═════ Data extract ═════

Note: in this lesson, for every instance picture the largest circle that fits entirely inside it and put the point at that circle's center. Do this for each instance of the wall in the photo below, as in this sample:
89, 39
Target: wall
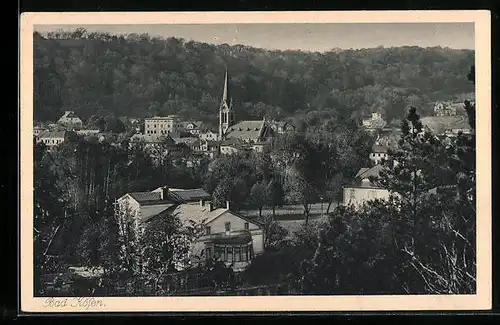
359, 195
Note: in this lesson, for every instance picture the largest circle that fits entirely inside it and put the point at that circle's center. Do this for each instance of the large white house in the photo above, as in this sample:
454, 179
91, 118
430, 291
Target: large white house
365, 187
227, 236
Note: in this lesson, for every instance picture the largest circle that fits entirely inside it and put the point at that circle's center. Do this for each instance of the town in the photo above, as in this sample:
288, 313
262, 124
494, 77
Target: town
167, 205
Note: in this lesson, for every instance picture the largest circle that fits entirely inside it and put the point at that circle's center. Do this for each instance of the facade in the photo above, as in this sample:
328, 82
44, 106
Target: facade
248, 131
379, 154
364, 188
70, 121
374, 122
158, 125
52, 138
227, 236
208, 135
446, 125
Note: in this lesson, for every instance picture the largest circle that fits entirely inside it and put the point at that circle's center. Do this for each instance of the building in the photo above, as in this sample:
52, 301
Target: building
227, 236
249, 131
446, 125
374, 122
208, 135
207, 147
281, 127
379, 154
191, 127
52, 138
449, 109
365, 187
158, 125
232, 146
70, 121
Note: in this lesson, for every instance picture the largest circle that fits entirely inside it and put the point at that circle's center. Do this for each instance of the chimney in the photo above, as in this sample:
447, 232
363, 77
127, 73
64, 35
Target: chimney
164, 193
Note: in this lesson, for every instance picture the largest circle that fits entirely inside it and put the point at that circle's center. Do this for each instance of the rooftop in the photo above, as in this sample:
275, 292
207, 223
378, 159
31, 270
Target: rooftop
246, 130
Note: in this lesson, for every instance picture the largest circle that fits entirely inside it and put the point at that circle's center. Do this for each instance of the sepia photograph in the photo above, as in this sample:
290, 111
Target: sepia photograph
254, 159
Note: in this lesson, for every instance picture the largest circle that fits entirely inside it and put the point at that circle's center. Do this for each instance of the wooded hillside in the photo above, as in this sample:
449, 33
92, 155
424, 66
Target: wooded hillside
138, 76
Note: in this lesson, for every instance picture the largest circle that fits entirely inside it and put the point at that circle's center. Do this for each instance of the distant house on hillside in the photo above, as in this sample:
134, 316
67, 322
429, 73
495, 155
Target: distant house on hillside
364, 187
52, 138
227, 236
208, 135
374, 122
446, 125
449, 109
70, 121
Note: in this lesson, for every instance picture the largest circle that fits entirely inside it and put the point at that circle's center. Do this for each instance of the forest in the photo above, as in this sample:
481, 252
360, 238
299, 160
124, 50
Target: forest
139, 76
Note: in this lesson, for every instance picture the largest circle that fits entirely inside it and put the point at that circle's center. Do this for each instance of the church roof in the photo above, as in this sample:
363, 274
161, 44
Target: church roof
246, 130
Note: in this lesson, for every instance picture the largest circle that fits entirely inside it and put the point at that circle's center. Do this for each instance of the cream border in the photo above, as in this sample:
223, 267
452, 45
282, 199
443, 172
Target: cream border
480, 301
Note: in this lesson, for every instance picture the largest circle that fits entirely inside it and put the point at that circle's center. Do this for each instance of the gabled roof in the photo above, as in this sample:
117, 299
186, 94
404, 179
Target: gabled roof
194, 212
189, 195
52, 134
150, 211
367, 172
441, 124
376, 148
246, 130
146, 197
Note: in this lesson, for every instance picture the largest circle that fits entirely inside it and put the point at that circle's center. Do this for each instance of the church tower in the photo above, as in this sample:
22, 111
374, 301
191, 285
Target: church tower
226, 113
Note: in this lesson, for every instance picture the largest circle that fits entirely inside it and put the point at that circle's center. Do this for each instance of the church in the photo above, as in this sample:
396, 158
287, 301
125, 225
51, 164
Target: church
249, 132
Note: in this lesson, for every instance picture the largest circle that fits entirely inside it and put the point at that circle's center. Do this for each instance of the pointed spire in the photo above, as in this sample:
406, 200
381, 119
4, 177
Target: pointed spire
225, 93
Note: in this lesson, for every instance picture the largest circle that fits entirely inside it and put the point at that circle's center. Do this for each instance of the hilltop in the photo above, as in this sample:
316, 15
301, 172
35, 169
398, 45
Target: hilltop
139, 76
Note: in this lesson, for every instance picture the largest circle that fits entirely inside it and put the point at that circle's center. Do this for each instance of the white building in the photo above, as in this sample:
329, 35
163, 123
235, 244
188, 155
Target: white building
364, 188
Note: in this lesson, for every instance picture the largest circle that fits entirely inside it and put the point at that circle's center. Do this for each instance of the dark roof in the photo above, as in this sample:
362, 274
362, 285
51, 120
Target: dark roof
376, 148
243, 237
52, 134
246, 130
146, 197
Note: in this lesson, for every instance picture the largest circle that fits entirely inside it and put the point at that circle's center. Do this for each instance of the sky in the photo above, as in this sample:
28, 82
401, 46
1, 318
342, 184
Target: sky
307, 37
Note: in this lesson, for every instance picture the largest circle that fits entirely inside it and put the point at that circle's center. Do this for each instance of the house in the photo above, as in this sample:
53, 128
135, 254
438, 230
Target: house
70, 121
38, 129
232, 146
158, 125
226, 236
281, 127
379, 154
449, 109
192, 127
374, 122
249, 131
207, 147
365, 187
448, 126
52, 138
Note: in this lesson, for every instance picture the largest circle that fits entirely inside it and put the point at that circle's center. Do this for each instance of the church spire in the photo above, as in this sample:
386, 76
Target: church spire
225, 93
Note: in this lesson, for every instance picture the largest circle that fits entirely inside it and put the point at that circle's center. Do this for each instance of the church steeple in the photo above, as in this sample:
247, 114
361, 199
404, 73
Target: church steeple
226, 114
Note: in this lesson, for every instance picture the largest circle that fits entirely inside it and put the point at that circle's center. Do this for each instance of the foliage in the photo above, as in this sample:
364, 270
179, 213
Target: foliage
138, 75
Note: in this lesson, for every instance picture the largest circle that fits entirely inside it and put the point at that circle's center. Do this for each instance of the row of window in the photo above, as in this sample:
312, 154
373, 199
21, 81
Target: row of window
230, 253
227, 227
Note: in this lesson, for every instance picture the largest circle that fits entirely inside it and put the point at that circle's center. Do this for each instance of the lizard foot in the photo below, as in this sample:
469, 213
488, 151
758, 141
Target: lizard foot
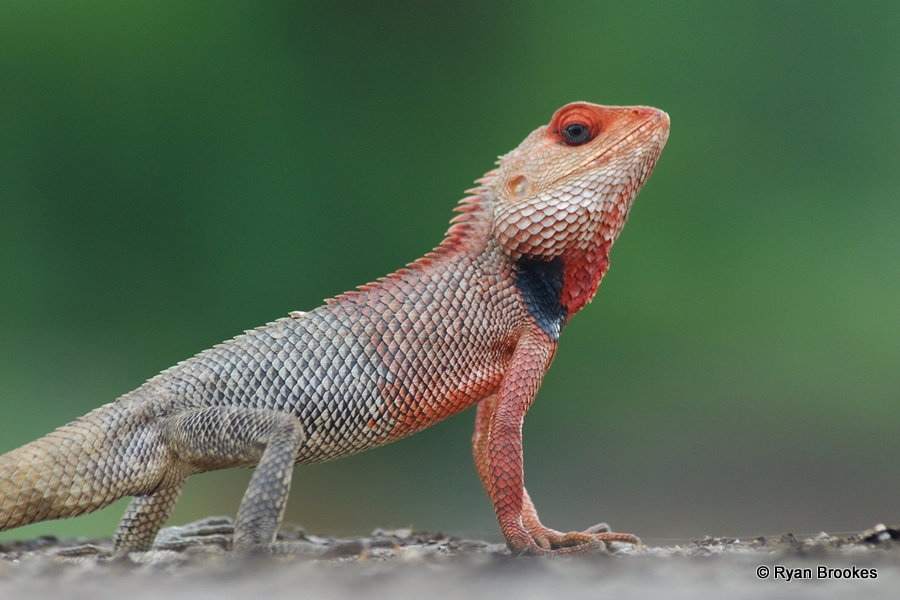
597, 538
216, 531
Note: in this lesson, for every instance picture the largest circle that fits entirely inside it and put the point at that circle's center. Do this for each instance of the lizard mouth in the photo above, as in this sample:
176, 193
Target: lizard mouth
657, 119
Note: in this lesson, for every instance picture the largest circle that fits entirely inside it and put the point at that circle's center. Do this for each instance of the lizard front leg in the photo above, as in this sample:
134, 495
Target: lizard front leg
497, 450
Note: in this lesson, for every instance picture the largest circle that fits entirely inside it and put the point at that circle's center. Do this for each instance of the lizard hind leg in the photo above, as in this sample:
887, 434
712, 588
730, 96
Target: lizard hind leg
220, 437
144, 518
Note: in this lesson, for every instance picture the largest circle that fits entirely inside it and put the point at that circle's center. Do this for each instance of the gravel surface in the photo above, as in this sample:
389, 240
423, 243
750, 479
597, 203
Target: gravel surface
399, 564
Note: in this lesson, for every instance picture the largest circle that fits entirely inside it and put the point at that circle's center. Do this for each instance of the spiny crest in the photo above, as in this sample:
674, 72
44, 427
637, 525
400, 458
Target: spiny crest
471, 211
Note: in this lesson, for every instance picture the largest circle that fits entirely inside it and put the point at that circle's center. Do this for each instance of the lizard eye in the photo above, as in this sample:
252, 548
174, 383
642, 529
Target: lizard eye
576, 134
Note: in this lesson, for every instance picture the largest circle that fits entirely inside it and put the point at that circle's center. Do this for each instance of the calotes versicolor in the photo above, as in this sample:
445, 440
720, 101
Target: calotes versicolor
473, 323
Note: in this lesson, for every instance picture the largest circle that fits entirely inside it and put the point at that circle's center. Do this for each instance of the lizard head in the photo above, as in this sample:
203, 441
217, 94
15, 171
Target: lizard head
564, 194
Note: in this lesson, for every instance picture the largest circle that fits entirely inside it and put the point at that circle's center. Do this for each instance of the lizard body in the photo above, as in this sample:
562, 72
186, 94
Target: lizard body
476, 321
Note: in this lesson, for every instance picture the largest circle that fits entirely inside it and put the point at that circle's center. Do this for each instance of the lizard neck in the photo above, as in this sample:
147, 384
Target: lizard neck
582, 273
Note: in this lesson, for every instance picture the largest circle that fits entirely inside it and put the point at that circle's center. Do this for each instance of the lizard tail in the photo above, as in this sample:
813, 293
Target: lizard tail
80, 467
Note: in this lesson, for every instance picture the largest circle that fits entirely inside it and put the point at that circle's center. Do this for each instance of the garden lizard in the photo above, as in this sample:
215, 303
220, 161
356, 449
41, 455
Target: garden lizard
475, 322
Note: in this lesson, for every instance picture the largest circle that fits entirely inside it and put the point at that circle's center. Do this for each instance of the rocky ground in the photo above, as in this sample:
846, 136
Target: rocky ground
401, 564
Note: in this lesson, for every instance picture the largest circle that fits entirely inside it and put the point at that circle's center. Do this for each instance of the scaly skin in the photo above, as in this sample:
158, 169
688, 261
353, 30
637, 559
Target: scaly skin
476, 321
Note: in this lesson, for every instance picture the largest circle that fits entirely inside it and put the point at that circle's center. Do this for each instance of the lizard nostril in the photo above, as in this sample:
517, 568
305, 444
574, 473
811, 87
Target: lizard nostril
519, 186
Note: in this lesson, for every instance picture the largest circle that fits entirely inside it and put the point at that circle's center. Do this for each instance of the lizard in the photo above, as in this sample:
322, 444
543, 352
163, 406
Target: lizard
474, 322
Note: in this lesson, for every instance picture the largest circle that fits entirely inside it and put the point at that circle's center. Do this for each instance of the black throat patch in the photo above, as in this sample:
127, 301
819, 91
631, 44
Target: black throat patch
540, 282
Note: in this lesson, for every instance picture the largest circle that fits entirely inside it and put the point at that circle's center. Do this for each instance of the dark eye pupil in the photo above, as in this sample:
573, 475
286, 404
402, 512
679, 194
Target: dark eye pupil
576, 134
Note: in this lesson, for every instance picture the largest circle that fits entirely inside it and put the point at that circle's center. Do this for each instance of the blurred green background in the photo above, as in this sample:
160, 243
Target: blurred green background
172, 173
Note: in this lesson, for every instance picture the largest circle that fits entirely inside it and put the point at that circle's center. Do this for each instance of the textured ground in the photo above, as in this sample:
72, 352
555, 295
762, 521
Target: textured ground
404, 564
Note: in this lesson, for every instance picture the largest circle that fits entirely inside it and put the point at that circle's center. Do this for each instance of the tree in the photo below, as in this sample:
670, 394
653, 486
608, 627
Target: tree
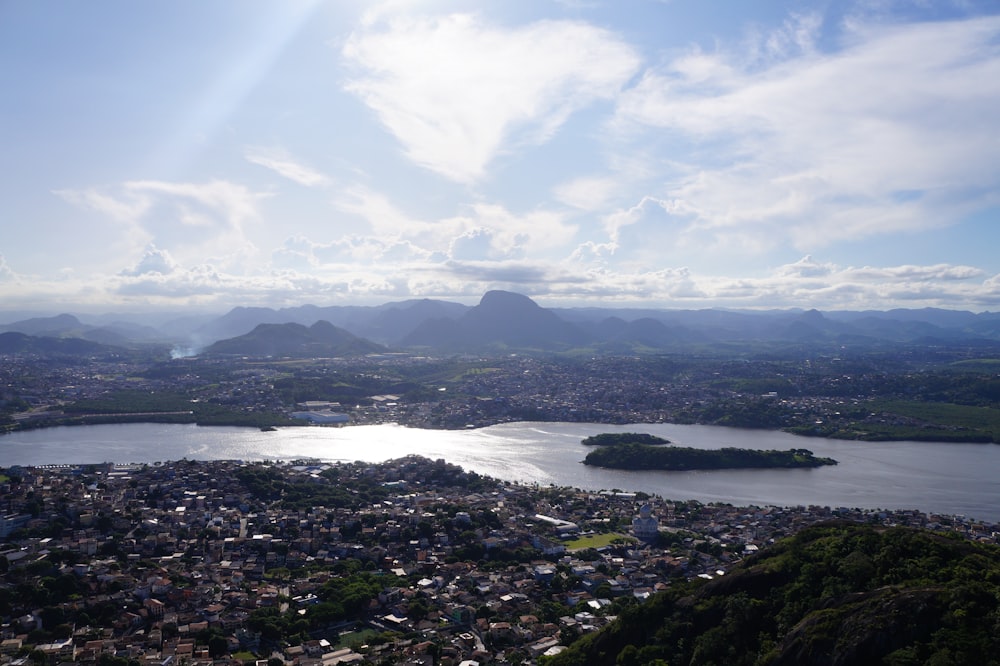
218, 646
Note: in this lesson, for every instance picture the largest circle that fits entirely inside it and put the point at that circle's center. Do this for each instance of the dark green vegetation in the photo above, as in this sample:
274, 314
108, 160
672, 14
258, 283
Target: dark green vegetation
614, 439
627, 454
833, 594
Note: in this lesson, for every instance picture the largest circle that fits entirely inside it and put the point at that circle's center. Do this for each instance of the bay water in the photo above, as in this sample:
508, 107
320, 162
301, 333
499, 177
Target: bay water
945, 478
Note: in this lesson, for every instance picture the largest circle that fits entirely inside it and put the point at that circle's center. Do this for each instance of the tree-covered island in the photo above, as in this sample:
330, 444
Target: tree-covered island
624, 451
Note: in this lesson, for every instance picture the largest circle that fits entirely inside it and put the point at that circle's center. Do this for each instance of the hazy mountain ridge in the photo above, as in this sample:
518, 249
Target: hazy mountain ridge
322, 339
507, 320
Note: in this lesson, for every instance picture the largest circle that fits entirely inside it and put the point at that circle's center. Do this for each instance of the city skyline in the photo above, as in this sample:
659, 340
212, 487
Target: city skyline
657, 154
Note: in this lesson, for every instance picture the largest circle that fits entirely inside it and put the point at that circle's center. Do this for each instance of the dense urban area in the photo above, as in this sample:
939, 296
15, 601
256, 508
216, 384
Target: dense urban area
412, 561
417, 562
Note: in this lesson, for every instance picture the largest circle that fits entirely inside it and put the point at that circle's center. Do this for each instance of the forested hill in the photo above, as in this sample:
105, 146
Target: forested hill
835, 594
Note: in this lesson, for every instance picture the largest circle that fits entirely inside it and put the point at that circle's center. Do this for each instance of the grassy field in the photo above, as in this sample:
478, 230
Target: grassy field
595, 541
982, 419
932, 421
355, 638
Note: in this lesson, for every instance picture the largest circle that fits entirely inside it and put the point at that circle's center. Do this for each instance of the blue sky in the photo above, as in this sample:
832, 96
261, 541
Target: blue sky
677, 153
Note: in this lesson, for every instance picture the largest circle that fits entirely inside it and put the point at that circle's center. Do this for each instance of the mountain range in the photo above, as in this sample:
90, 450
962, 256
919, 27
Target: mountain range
505, 320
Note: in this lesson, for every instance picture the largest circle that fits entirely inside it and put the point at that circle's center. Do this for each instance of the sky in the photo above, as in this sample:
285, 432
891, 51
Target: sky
205, 154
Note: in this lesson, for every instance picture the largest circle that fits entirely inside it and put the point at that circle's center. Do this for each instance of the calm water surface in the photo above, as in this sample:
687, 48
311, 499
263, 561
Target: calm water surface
933, 477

═════

#### Set problem:
Reproduce the lines of the entries above exactly, but only from the line containing "of the blue" through the final line.

#### Result:
Note: in this lesson, for every instance picture the largest circle that fits entirely inside it and put the point at that circle's center. Do this for each instance of the blue sky in the photo above, as in this sample:
832, 96
261, 541
Target: blue sky
677, 153
Note: in this lesson, for every instance picture the largest circle that fits entirely inside it and put the point at that circle's center. Do this for each instance of the mountain range in the photo above, as in this sample:
90, 450
962, 256
919, 27
Target: mountain range
505, 320
Note: in this lesson, for every instance picture the largest circle that fits entirely inside it and put the point at that circle's center. Do this for each instance of the sky in the photo above, as in this sample:
285, 432
891, 51
Target: sky
205, 154
Note: in this lesson, for every instance picture the largest circle that fits entirely inside it and put the point at that circle's center. Do this for each instance of the calm water surface in the photo above, as in this sample:
687, 48
311, 499
263, 561
Target: calm water surface
933, 477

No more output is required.